Refer to Build algorithms for guidance on choosing build_algo.

q / kdb+¶

The following example connects to KDB.AI Server over qIPC and creates a CAGRA-indexed table from q.

// Connect to KDB.AI Server
`gw set hopen 8082;

// Define schema
dims:10;
eDims:3;
mySchema:flip `name`type!(`id`myDate`time`tag`price`myScalar`text;`j`d`p`s`E`f`C);

// Define CAGRA index parameters
GPUID:0; // for any machine which has GPU
paramsIndex:(`gpuid`dims`metric`intermediate_graph_degree`graph_degree`build_algo`nn_descent_niter)!(GPUID;dims;`CS;128;64;`IVF_PQ;20);
paramsSearch:`max_queries`itopk_size`max_iterations`algo`team_size`search_width`min_iterations`thread_block_size`hashmap_mode`hashmap_min_bitlen`hashmap_max_fill_rate`num_random_samplings!(0;64;0;`SINGLE_CTA;0;1;0;0;`HASH;0;0.5;1);
idx:      `name`column`type`params!(enlist `myVectorIndex;enlist `price;enlist `cagra;enlist paramsIndex);

// Create the table
createResult:gw(`createTable;`database`table`schema`indexes!(`default;`test_cagra;mySchema;flip idx));
show createResult; //gw(`listTables;enlist[`database]!enlist `default);

// Insert vectors – accumulate enough rows before CAGRA builds (N > intermediate_graph_degree)
N:100; 
t:   ([] id:til N; myDate:2015.01.01 + asc N?100j; time:asc N?0p; tag:N?`aaa`bbb`ccc; price:(N;dims)#(N*dims)?1e; myScalar:N?1f; text:{rand[256]?" "} each til N); // price is length-dims
gw(`insertData;`database`table`payload!(`default;`test_cagra;t));

// Query – top-10 nearest neighbors for a single query vector
resQry:(gw(`query;`database`table!(`default;`test_cagra)))[`result];
show resQry;

// Search – top-10 nearest neighbors for a single query vector
q:sums neg[0.5]+dims?1f;
tqry:enlist[`myVectorIndex]!enlist enlist q;
res:first (gw(`search;`database`table`vectors`n`indexParams!(`default;`test_cagra;tqry;10;paramsSearch)))[`result];
show res;

// Delete table
gw(`deleteTable;`database`table!`default`test_cagra);

Index configuration examples

// Minimal index params (all defaults)

[What you need to do]
1. In the CAGRA example, which port number does the code open to connect to KDB.AI Server?
2. For each statement, say whether it agrees with the CAGRA example, and quote the words that decide it.
(a) The table is created in the database named default under the name test_cagra.
(b) The search step returns the top five nearest neighbors.
(c) The example sets the number of inserted rows to 100.

[Collected data]
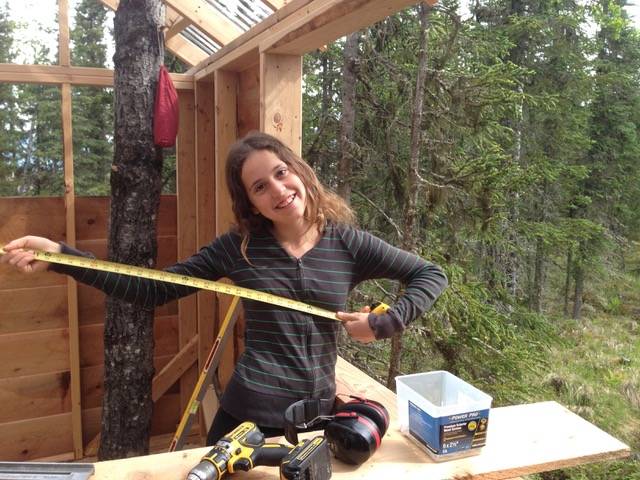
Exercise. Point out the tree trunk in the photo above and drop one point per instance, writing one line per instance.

[Answers given]
1. Port 8082.

2.
(a) Yes: "`default;`test_cagra;mySchema;flip idx"
(b) No: "top-10 nearest neighbors for a single query vector"
(c) Yes: "N:100;"